● **WORK TO COMPLETE**
Copy every one of the records below verbatim, without changing a single character.

● **STORED DATA**
****************

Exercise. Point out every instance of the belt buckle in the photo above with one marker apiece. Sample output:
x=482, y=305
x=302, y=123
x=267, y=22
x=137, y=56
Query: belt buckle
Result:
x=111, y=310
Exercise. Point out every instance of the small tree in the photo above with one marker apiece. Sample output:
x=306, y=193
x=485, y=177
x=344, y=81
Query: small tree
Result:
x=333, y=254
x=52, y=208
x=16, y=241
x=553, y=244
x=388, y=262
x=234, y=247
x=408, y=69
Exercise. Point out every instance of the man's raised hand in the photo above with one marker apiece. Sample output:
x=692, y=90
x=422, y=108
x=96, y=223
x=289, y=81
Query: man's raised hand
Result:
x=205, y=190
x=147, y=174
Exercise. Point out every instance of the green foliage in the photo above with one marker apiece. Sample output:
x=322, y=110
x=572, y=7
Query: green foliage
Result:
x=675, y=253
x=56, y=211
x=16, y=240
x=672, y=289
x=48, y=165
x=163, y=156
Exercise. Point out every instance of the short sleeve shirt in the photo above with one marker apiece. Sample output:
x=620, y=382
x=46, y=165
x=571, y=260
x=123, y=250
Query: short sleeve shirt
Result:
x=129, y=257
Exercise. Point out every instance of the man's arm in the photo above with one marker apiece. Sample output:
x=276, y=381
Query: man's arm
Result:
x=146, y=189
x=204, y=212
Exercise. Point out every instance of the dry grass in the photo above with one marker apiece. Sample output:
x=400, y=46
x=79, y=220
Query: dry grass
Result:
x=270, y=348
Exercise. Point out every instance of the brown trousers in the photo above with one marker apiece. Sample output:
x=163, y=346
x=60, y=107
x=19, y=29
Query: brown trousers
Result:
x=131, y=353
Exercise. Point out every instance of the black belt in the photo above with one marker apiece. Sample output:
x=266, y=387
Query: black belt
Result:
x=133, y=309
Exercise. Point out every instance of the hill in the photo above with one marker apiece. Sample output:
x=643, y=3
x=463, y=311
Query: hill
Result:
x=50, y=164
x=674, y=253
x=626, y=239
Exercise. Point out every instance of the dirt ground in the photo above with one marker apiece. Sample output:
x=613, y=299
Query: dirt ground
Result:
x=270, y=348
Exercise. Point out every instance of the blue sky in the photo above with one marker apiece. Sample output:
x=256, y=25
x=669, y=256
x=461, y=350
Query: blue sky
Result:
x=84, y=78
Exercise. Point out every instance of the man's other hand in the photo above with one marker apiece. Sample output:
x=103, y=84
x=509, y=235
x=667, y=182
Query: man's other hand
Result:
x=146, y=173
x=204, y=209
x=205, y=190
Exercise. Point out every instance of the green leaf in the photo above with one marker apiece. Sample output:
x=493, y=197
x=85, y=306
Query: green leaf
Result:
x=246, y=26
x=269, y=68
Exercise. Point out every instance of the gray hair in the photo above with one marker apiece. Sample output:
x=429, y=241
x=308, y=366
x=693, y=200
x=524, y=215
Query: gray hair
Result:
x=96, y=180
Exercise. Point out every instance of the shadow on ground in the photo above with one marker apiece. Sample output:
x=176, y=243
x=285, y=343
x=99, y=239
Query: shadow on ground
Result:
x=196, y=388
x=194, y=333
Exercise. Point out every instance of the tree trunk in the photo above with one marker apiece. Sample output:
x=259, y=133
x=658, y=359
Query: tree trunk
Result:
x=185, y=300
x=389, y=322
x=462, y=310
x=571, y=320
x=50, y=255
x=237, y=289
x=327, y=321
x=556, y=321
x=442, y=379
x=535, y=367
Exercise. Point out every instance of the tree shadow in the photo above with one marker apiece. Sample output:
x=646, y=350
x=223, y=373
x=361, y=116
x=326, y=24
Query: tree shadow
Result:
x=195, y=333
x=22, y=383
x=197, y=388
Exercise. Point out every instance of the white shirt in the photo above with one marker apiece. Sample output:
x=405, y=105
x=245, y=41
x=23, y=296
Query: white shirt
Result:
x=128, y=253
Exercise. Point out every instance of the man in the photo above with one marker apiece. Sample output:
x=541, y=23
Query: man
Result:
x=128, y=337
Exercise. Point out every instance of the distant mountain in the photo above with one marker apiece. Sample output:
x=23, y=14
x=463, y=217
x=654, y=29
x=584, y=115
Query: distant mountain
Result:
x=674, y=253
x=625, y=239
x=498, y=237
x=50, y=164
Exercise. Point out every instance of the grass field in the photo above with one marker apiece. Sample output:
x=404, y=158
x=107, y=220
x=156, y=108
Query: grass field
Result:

****************

● **TASK SOLUTION**
Exercise. Point out every instance of the belt buckle in the photo above with one marker apiece. Sample output:
x=482, y=305
x=302, y=123
x=267, y=22
x=137, y=56
Query: belt buckle
Result:
x=111, y=310
Exercise. Point out every instance of the small tree in the photo above with one marker apiece. Sample output:
x=306, y=193
x=485, y=177
x=344, y=81
Query: small tree
Result:
x=333, y=254
x=52, y=208
x=16, y=241
x=553, y=244
x=388, y=262
x=234, y=247
x=408, y=69
Exercise. Point out every instance of the man's raised hand in the photo above with one marker apiece. Sample output:
x=692, y=90
x=422, y=108
x=96, y=223
x=289, y=81
Query: man's raised hand
Result:
x=205, y=190
x=147, y=174
Exercise. Point out every instance of the green foliage in the photo above with one marker apiece. Sample output:
x=322, y=110
x=572, y=7
Query: green foliage
Result:
x=675, y=253
x=56, y=211
x=16, y=240
x=672, y=289
x=48, y=165
x=163, y=156
Exercise. Point out every instance of the short sleeve shirt in the photo above with one marker apiece. Sample output:
x=620, y=382
x=46, y=165
x=571, y=260
x=123, y=250
Query: short sleeve shirt
Result:
x=129, y=257
Exercise. Point out every instance of the man's arm in the photo above with one marker apiece. Sample output:
x=276, y=381
Query: man's arm
Result:
x=146, y=189
x=204, y=212
Exercise. Point out every instance of the dry grass in the photo above with one marker apiece. Sample output:
x=400, y=46
x=79, y=220
Query: dry grass
Result:
x=270, y=348
Exercise. Point out every instance of the brown trousers in the photo above with one marker apiece. Sample output:
x=163, y=346
x=60, y=107
x=19, y=29
Query: brown trousers
Result:
x=131, y=353
Exercise. Point out every instance of the black belt in the photo above with one marker apiece. Sample output:
x=266, y=387
Query: black belt
Result:
x=133, y=309
Exercise. Point out every instance of the hill in the photo above with one marker apiece. Sample output:
x=643, y=3
x=463, y=311
Query: hill
Result:
x=50, y=164
x=674, y=253
x=626, y=239
Exercise. Point out every instance of the dirt ground in the photo above with one marker apiece. Sample output:
x=613, y=299
Query: dirt ground
Result:
x=270, y=348
Exercise. Point out every instance of the blue sky in the photo above with one marker apiece. Sample output:
x=256, y=25
x=669, y=256
x=461, y=350
Query: blue sky
Result:
x=84, y=78
Exercise. Point out every instance of the man's other hand in the photo above with one marker apiece. Sample output:
x=103, y=84
x=509, y=235
x=667, y=182
Query: man's other hand
Result:
x=146, y=173
x=204, y=209
x=205, y=190
Exercise. Point out every instance of the green leaf in the photo above with one marker apiece. Sample output:
x=493, y=197
x=85, y=306
Query: green leaf
Result:
x=246, y=26
x=269, y=68
Exercise. Point out every instance of the gray hair in the photo above with one marker apiece. Sample output:
x=429, y=241
x=308, y=366
x=693, y=200
x=524, y=215
Query: gray hair
Result:
x=96, y=180
Exercise. Point out every instance of the shadow on ground in the photo above with one marker apiece. Sample output:
x=176, y=243
x=285, y=343
x=99, y=239
Query: shadow on ground
Result:
x=196, y=388
x=194, y=333
Exercise. Point out every instance of the tree trunk in the photo above with one marker apiece. Sample output:
x=259, y=133
x=658, y=359
Query: tree trunk
Result:
x=185, y=300
x=389, y=322
x=462, y=310
x=571, y=320
x=50, y=255
x=237, y=289
x=327, y=321
x=556, y=321
x=442, y=379
x=535, y=367
Exercise. Point out every instance of the tree shadow in the photo above with one marker apiece. Sample output:
x=646, y=350
x=223, y=373
x=361, y=116
x=326, y=24
Query: tree shadow
Result:
x=195, y=333
x=22, y=383
x=197, y=388
Exercise. Point out every instance of the white shirt in the photo above with one marker apiece. Sample output:
x=405, y=105
x=245, y=41
x=23, y=296
Query: white shirt
Result:
x=128, y=253
Exercise. Point out every instance of the man in the photo above with one marker apiece. Sample output:
x=541, y=23
Query: man
Result:
x=128, y=337
Exercise. Point out every instance of the distant mountain in the photo above with one marker apiece. Sample output:
x=23, y=14
x=463, y=217
x=654, y=29
x=584, y=115
Query: distant mountain
Result:
x=674, y=253
x=625, y=239
x=498, y=237
x=50, y=164
Exercise. Point out every instance of the grass field in the photo above with one marker apiece. Sample output:
x=404, y=158
x=107, y=220
x=156, y=108
Query: grass field
Result:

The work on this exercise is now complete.